* **Work required**
Copy out the lines from the one containing "query (the phrase naming what to segment): ocean" through the end of the entries, without changing anything.

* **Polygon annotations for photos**

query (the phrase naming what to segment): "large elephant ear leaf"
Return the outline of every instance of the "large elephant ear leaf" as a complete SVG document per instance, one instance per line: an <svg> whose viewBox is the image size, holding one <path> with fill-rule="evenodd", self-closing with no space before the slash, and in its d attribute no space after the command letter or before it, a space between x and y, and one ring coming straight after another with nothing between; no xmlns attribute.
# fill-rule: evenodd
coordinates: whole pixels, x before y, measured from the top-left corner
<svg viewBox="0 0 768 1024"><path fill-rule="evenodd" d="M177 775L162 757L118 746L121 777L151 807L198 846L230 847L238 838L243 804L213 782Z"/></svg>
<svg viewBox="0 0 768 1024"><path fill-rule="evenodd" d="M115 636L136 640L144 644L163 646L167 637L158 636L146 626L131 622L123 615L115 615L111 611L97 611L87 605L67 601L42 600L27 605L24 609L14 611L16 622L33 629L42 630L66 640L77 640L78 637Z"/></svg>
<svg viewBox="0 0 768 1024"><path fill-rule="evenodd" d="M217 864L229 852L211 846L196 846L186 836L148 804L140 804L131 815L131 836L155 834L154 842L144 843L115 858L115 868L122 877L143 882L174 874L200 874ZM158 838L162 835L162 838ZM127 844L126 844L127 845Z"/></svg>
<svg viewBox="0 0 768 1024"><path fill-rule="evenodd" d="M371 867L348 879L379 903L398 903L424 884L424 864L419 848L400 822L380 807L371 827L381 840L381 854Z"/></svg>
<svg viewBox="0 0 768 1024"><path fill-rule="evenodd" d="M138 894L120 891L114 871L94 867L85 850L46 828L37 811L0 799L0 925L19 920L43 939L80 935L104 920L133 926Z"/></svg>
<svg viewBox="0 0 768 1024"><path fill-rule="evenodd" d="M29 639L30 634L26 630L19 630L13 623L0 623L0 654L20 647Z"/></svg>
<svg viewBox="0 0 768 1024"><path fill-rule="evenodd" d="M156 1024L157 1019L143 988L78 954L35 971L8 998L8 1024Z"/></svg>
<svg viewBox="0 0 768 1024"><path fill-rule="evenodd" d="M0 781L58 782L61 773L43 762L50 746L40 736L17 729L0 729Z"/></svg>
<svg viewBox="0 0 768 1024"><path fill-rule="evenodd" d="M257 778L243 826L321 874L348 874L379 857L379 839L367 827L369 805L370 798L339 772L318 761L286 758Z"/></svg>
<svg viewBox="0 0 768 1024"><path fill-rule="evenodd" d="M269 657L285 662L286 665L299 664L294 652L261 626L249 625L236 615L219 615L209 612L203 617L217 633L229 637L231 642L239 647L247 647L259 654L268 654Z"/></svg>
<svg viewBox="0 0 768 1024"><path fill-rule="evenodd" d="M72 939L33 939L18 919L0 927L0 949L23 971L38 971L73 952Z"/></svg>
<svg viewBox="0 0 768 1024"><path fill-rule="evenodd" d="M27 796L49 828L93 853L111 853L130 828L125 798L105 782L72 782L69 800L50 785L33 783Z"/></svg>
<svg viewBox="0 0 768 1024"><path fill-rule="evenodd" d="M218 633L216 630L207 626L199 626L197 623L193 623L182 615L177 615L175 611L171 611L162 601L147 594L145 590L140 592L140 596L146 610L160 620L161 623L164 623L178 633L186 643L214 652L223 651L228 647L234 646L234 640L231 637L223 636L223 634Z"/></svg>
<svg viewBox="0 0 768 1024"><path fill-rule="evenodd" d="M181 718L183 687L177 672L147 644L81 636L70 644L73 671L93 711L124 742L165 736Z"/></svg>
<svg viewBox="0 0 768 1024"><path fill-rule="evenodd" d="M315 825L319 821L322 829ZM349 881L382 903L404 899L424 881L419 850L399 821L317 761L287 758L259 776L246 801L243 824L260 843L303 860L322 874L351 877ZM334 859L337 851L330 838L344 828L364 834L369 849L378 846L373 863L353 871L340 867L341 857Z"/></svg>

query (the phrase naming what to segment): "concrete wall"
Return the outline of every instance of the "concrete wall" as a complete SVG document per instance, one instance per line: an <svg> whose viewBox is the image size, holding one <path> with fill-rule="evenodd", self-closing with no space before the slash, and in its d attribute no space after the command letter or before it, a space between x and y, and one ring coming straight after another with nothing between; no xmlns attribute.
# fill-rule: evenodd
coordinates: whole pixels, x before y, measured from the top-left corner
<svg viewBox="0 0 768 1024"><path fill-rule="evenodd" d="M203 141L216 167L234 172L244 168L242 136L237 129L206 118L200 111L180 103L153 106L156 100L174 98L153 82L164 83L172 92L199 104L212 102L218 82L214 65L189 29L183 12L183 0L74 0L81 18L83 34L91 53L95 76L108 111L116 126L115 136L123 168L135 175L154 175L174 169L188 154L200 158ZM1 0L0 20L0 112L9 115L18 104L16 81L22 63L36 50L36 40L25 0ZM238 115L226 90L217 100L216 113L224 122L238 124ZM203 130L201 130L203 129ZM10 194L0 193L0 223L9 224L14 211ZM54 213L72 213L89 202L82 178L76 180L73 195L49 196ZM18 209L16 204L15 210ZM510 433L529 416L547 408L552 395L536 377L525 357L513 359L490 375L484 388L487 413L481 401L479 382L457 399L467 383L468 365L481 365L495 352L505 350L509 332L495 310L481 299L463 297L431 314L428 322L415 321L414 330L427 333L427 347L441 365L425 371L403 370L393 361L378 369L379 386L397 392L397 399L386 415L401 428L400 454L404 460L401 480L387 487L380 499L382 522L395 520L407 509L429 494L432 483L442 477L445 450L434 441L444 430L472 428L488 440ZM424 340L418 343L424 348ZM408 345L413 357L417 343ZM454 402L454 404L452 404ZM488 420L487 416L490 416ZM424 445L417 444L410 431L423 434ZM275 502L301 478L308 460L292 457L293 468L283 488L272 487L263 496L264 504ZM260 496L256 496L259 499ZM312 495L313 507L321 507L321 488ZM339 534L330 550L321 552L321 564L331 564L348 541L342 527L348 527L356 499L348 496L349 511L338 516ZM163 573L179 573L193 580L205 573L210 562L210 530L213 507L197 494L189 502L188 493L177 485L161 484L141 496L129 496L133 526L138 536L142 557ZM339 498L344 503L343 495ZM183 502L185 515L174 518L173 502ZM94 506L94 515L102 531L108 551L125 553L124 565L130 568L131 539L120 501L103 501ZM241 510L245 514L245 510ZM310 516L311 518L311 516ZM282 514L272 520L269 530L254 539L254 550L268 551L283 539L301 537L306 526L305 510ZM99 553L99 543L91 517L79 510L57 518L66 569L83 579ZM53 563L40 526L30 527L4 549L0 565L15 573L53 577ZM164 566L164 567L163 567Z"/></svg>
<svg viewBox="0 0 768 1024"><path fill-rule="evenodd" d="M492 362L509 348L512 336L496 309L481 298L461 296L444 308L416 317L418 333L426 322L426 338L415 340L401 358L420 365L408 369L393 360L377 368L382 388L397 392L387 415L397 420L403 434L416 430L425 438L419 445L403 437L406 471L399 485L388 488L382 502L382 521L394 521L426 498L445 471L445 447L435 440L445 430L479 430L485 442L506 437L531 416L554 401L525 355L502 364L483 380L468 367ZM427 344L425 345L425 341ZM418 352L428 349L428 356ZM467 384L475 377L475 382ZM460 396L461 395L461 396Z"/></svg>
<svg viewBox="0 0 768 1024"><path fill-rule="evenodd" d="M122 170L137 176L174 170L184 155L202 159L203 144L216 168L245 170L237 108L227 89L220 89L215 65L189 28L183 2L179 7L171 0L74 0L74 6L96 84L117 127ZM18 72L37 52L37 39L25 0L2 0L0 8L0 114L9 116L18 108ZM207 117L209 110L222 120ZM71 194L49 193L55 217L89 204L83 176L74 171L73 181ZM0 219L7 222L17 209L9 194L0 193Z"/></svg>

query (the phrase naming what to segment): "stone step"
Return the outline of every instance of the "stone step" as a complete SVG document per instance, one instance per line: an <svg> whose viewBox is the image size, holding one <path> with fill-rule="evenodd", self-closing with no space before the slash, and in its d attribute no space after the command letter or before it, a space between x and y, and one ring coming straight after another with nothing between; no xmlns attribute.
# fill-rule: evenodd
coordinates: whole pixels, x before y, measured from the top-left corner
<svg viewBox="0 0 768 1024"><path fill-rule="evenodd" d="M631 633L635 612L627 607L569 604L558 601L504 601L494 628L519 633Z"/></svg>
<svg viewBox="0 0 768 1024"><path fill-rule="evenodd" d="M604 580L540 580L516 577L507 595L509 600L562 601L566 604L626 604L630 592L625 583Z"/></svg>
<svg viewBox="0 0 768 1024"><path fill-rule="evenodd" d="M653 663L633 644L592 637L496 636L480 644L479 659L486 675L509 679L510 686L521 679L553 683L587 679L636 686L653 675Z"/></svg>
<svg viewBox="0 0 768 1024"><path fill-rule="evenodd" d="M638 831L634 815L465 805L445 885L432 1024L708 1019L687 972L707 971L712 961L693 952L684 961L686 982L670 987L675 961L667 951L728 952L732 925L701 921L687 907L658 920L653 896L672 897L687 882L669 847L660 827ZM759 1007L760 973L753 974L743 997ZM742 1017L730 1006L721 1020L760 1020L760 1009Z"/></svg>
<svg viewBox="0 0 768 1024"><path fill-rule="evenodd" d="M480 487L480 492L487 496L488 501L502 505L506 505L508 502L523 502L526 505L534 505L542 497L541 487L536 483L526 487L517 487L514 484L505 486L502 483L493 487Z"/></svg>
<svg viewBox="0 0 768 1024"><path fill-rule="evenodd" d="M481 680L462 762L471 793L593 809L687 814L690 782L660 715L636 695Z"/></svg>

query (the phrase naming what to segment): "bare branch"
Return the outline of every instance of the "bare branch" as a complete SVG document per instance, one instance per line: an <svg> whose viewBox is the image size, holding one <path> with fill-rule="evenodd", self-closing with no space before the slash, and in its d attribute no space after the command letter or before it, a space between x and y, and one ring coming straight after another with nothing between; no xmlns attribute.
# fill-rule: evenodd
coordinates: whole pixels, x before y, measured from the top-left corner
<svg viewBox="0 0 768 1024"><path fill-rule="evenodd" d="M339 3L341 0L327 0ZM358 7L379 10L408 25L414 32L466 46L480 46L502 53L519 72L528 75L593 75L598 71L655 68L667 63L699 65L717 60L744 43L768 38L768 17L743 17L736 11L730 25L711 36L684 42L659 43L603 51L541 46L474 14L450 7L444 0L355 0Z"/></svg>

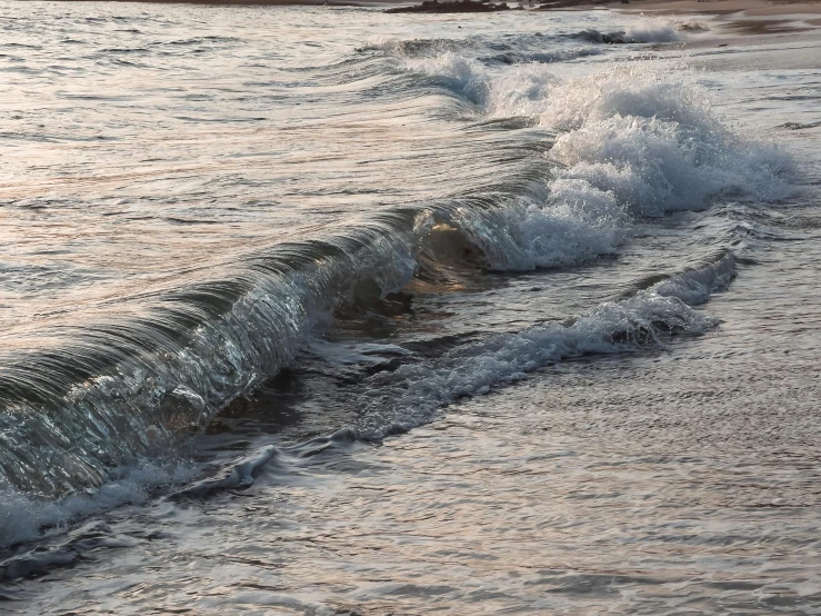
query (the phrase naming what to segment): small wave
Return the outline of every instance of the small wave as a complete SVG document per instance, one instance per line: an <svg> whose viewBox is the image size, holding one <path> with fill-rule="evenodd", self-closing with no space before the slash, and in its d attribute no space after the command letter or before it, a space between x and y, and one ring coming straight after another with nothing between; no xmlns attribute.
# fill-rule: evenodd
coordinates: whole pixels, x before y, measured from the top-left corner
<svg viewBox="0 0 821 616"><path fill-rule="evenodd" d="M550 322L497 336L457 348L432 366L404 365L376 375L366 384L374 399L366 405L357 434L380 440L407 431L461 397L487 394L555 361L632 352L671 334L702 334L717 321L688 302L703 304L733 276L733 257L725 255L629 299L600 305L570 324Z"/></svg>
<svg viewBox="0 0 821 616"><path fill-rule="evenodd" d="M542 64L552 64L555 62L569 62L577 58L589 58L598 56L601 50L590 47L581 47L578 49L557 49L554 51L541 51L532 53L517 53L509 51L484 58L484 62L501 62L503 64L523 64L528 62L539 62Z"/></svg>
<svg viewBox="0 0 821 616"><path fill-rule="evenodd" d="M59 500L4 489L0 491L0 547L58 535L77 520L121 505L143 504L158 490L191 481L197 473L193 465L181 460L153 459L113 470L109 481L93 493L72 494ZM3 569L10 570L7 564L0 564L0 572Z"/></svg>
<svg viewBox="0 0 821 616"><path fill-rule="evenodd" d="M694 22L687 22L692 24ZM682 40L682 32L695 31L694 27L680 27L680 22L662 19L640 19L624 30L600 32L595 29L582 30L578 38L597 43L649 43L675 42Z"/></svg>
<svg viewBox="0 0 821 616"><path fill-rule="evenodd" d="M683 67L562 80L535 63L499 76L450 52L408 66L445 77L488 116L535 118L559 132L549 156L563 168L548 200L592 218L701 209L718 196L778 200L791 191L790 158L733 131Z"/></svg>
<svg viewBox="0 0 821 616"><path fill-rule="evenodd" d="M380 37L368 44L357 48L357 51L381 51L400 58L420 58L435 56L445 51L462 51L477 43L469 39L396 39Z"/></svg>

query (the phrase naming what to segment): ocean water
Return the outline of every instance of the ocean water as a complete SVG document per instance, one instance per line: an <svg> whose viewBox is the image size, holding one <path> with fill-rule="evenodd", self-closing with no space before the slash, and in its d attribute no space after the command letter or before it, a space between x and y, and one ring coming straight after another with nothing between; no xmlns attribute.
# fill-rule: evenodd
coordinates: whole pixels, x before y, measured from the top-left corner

* **Correct result**
query (the phrase naming what to segment): ocean water
Return the outline of every instance of the ocean water as a complete SVG document per instance, one instance per line: an <svg> whose viewBox is the image size, holding one <path> with fill-rule="evenodd", self-closing with no space before the slash, and in its d attribute no space after the command letter or before it, a space between x and y, and one ring coming straight after another with nothing between; no xmlns attribute.
# fill-rule: evenodd
coordinates: whole pixels, x before y, measured from the top-left corner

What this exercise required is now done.